Exercise aim
In the shop talk article on the 2008 Chevy Duramax, which connector did the technician re-install to get the engine running again?

Shop Talk: Tech Tips from a Lifetime Under the Hood…
Vehicle: 2008 Chevy Duramax – Commercial Truck with a Utility Bed
Customer drove the truck home and the next morning the truck would not start.
After checking the fluids and verifying the customer complaint, we did a quick under the hood inspection. During the inspection, we noticed the engine had recently been repaired and the left inner fender was the tape holding the chassis engine harness off of the left front tire.
The symptoms we were concerned about was the fact that there was no ECM communications with our scan tools and no engine crank. We did not attempt to communicate with any other module. Our initial thoughts were that maybe there was a defective module, bad fuses or possibly a damaged engine harness causing these problems. We started this repair late Friday evening. Before we went home we printed out the entire engine wiring schematic, the computer data lines circuit schematic and diagnostic no-communications chart.
The technician thought about this truck’s problems over the weekend and realized we have seen these types of problems before with the late model Duramax. First thing Monday morning he checked the Glow Plug Control Module (GPCM) connector. He unplugged the connector and checked it for damage or debris. The connector looked normal and the technician could not tell if it was fully seated. After properly re-installing the connector the engine started and ran normal. In addition, the Tech 2 Scan Tool showed full communications with the ECM and all the diagnostic codes cleared. Due to past experiences and putting in many hours with Duramax repairs, this potentially challenging repair turned out to be very simple.
However before notifying the customer we always recheck the repair. With the key off we used a DVOM Data Link Connector. With the GPCM unplugged and the truck in a no crank mode, the resistance valve measured 120 OHMs. This is the normal resistance valve measurement. This test was done to check the integrity of the High Speed Controller Area Network (CAN) circuit. On the 2008 Duramax, the High Speed CAN is a loop configuration, these resistance valve measurements validate the loss of the High Speed CAN and the resistance change when the GPCM is unplugged.
The last test we performed was with the key on. This was to ground one lead of the DVOM and measured the DC Voltage at pin six in the Data Link Connector (DLC). It measured just above 2.5 volts. Both readings were normal so we concluded that the high speed CAN circuit was functioning properly. After our diagnostics the customer approved the additional repairs and service including a new left front inner fender.
I would like to point out that the Diesel Glow Plug Control System has evolved from a simple relay to a modern day Electronic Control Module. The GPCM of today is just as important as any Power Train and Chassis module that requires high-speed real time communications. On the late model diesel engines some manufacturers are using the GPCM to control several components in the new Selective Catalyst Reduction (SCR) Diesel Exhaust Systems. GM is also using the GPCM to control the Engine Intake Heater on certain year models.

Provided records

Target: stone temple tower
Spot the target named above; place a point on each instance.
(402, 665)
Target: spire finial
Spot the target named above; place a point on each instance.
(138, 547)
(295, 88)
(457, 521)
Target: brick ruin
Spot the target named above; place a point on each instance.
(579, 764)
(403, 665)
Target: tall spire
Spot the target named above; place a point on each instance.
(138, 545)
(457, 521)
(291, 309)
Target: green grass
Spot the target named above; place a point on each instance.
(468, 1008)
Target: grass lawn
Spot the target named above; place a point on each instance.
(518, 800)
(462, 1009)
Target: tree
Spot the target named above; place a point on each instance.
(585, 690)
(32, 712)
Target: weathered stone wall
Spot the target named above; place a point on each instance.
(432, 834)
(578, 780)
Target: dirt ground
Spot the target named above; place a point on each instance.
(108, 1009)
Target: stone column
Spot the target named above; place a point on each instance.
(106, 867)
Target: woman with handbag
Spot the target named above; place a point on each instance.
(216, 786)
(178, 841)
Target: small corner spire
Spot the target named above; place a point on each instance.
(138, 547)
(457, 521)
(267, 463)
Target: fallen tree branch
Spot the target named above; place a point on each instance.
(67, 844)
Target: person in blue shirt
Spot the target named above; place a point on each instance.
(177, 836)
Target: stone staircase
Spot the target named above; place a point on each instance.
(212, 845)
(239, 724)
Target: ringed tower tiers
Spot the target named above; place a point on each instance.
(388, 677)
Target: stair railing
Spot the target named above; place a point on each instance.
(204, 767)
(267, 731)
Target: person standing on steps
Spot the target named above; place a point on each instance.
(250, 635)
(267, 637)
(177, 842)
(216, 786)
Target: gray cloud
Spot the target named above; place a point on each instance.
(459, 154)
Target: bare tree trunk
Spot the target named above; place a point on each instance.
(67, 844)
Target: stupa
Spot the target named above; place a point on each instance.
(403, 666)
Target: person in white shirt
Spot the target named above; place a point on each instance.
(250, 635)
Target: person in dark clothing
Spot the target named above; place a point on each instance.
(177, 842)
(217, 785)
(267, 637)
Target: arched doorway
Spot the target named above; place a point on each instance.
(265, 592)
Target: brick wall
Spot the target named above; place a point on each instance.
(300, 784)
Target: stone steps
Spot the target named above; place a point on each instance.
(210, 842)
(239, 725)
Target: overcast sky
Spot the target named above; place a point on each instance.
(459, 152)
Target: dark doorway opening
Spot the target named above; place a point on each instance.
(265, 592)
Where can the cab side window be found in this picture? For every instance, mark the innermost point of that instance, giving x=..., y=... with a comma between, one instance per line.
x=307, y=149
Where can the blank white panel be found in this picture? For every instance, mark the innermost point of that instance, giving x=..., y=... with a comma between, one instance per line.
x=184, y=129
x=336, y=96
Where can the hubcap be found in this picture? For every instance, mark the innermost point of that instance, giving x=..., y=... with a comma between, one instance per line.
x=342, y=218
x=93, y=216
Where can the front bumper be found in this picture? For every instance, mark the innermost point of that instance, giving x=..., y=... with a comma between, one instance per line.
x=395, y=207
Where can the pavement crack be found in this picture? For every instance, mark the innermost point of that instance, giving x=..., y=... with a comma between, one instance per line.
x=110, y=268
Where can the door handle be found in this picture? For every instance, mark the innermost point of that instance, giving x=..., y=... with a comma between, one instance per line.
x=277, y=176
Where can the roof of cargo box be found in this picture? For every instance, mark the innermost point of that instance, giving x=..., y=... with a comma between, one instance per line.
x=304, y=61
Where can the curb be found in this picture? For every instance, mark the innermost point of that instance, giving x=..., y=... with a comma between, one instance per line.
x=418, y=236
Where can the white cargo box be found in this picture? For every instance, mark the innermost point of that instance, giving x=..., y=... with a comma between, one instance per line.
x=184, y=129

Response to the task
The Glow Plug Control Module (GPCM) connector.